** Exercise requirements **
Rewrite the records from the start through the line containing "1174,461 -> 1275,589", changing "jacket button" to "coat button" and leaving everything else unchanged.

** Input rows **
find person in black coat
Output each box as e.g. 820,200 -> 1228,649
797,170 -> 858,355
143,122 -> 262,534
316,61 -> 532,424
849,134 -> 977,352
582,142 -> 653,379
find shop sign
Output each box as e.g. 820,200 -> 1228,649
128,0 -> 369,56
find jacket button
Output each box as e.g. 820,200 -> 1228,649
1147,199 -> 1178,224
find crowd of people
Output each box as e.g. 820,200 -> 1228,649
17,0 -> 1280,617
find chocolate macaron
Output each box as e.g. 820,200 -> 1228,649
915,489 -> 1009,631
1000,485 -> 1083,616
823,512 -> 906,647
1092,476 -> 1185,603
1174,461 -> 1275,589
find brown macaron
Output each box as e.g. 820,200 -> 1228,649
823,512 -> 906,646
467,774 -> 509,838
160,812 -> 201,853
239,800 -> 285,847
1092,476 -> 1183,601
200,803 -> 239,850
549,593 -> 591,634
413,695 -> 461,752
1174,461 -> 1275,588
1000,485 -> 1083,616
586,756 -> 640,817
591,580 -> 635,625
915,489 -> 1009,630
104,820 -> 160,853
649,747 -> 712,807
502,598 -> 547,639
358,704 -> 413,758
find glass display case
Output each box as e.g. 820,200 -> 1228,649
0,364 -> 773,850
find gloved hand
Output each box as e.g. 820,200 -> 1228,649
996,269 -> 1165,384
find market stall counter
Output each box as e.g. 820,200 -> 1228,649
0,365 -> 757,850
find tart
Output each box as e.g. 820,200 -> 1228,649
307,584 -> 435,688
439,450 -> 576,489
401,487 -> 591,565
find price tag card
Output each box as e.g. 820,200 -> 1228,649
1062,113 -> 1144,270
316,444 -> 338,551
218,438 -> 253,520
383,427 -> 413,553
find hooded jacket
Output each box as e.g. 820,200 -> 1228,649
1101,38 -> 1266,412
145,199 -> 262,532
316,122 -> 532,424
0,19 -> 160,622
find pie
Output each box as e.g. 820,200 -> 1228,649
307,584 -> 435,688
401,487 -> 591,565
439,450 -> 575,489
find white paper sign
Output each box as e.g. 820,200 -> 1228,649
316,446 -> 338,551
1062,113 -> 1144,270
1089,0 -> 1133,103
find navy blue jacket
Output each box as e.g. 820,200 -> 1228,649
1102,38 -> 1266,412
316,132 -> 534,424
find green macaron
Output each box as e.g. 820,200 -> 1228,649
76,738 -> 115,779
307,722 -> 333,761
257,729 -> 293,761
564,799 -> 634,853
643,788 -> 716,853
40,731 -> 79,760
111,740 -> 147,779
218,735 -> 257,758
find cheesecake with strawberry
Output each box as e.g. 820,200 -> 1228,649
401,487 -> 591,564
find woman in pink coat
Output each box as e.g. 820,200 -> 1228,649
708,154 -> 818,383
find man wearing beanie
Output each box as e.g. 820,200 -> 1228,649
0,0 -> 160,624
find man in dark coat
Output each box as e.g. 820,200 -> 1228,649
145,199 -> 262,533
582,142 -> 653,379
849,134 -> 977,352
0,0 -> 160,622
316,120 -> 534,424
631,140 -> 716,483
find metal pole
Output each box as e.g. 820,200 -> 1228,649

** Result below **
find person in black coat
Output each box as e.g. 820,200 -> 1228,649
797,170 -> 858,355
143,122 -> 262,534
316,61 -> 532,424
849,134 -> 977,352
582,142 -> 653,379
find shop sign
Output each box as e.g. 820,200 -> 1228,649
128,0 -> 369,56
find coat button
Output each box as e.g. 820,200 -> 1228,649
1147,199 -> 1178,224
find crowd of people
Output each box as e.g. 820,200 -> 1228,649
17,0 -> 1280,617
find chocolate macaron
Output each box as e.g. 820,200 -> 1228,649
915,489 -> 1009,631
1000,485 -> 1083,616
823,512 -> 906,647
1092,476 -> 1185,603
1174,461 -> 1275,589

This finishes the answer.